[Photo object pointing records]
----------
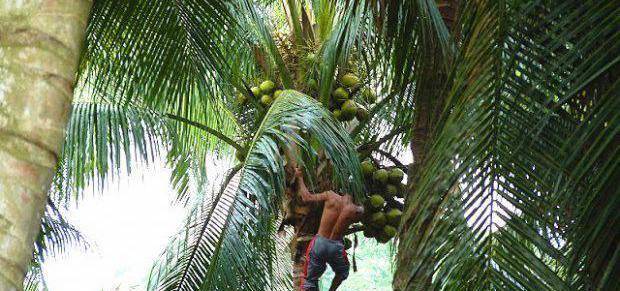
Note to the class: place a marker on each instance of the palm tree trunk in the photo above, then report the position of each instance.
(40, 43)
(428, 104)
(305, 220)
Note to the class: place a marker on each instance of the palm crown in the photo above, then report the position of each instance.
(509, 108)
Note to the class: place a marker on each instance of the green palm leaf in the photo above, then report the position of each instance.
(231, 246)
(504, 201)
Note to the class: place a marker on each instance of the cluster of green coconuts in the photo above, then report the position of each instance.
(344, 108)
(382, 219)
(266, 92)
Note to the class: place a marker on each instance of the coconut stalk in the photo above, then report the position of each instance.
(40, 43)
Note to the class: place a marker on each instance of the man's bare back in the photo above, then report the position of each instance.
(338, 213)
(326, 247)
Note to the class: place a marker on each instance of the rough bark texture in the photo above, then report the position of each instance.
(428, 105)
(40, 45)
(305, 220)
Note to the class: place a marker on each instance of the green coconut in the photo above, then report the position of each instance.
(240, 155)
(400, 193)
(369, 232)
(390, 231)
(380, 176)
(362, 114)
(313, 84)
(369, 95)
(378, 219)
(340, 94)
(383, 238)
(350, 80)
(368, 168)
(267, 86)
(255, 91)
(391, 190)
(393, 216)
(337, 114)
(276, 94)
(241, 99)
(347, 243)
(396, 176)
(349, 108)
(376, 201)
(266, 100)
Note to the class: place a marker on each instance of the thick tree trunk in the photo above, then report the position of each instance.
(305, 220)
(40, 45)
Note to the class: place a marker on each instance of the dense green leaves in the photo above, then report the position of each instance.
(231, 244)
(511, 194)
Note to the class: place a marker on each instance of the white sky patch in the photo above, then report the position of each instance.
(128, 226)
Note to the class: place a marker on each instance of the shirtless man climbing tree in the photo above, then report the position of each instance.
(327, 246)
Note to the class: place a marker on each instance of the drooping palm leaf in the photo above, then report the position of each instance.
(518, 136)
(56, 235)
(105, 139)
(232, 246)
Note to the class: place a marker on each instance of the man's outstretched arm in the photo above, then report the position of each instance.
(303, 192)
(336, 282)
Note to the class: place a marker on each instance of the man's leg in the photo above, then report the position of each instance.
(340, 264)
(315, 266)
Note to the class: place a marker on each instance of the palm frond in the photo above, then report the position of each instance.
(530, 112)
(56, 235)
(178, 57)
(232, 245)
(104, 140)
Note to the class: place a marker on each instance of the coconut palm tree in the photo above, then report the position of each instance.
(508, 107)
(40, 47)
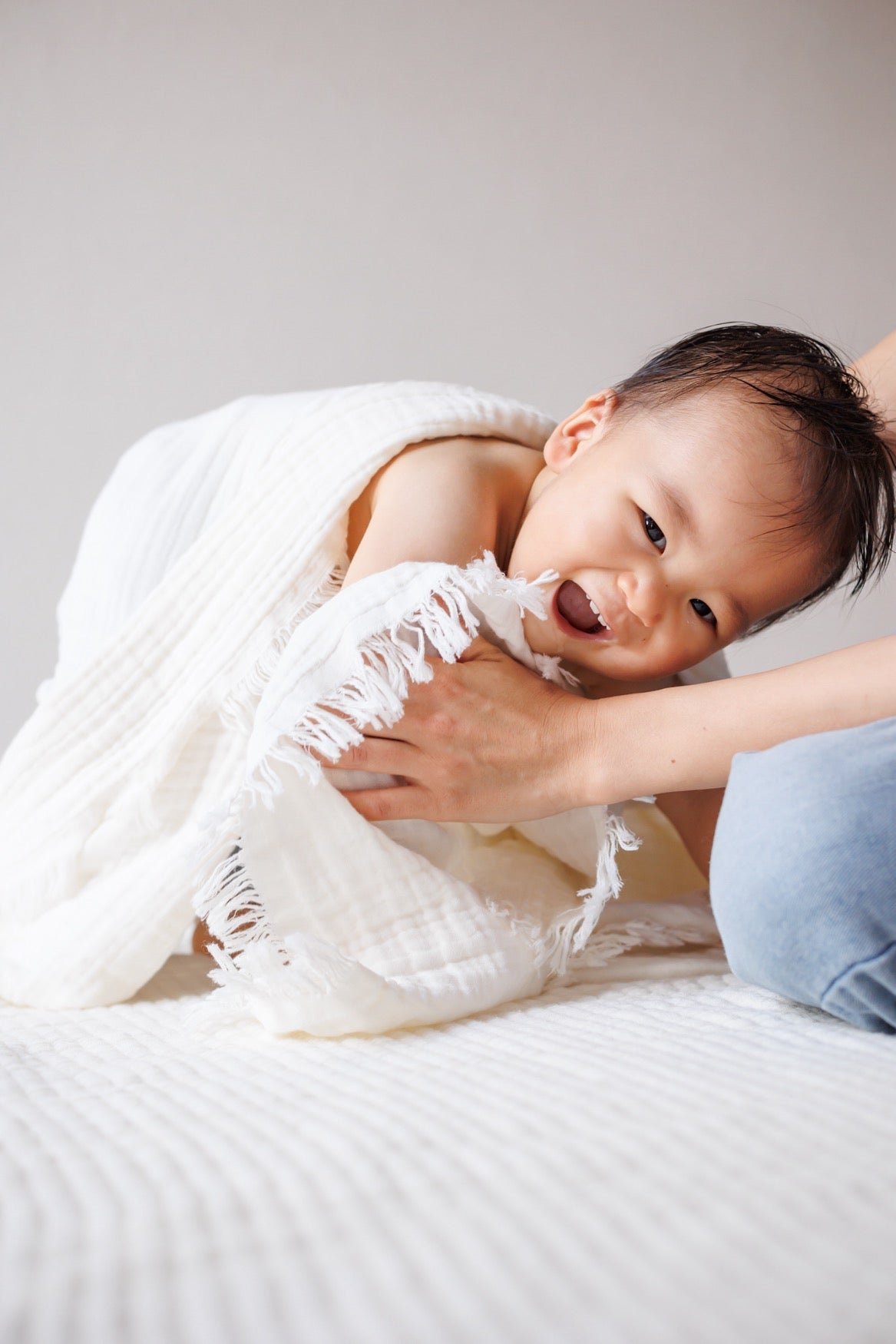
----------
Reproduce the stretch from the line containing "of the shirtless" through the end of the material, requests included, shifting every coordinate in the answers by adding 65 to each of its numbers. Omit the pictures from your answer.

SOLUTION TO THIS PROBLEM:
Note to the class: place a marker on each instance of the shirtless man climbing tree in the photo above, then report the position of each instance.
(392, 311)
Note to the class: place a marker on each instance of the drooping palm leaf in the photo above, then report the position of each instance.
(583, 201)
(121, 300)
(170, 204)
(297, 311)
Note to the class: place a marker on each instance of the man's outstretched arm in the photo above, then report the position of each instance.
(368, 257)
(401, 347)
Note to the class: place a marker on each instance of the man's leg in the photo above, then report the position of each instance.
(405, 329)
(380, 331)
Note to the class: place a marker on each instance of the palm frond in the photo above, then report the position of each instance.
(595, 177)
(121, 300)
(243, 122)
(297, 310)
(169, 205)
Note to the class: place a marker on each instance of the coconut palm tree in the photo above, then report the position of each instance.
(573, 172)
(105, 112)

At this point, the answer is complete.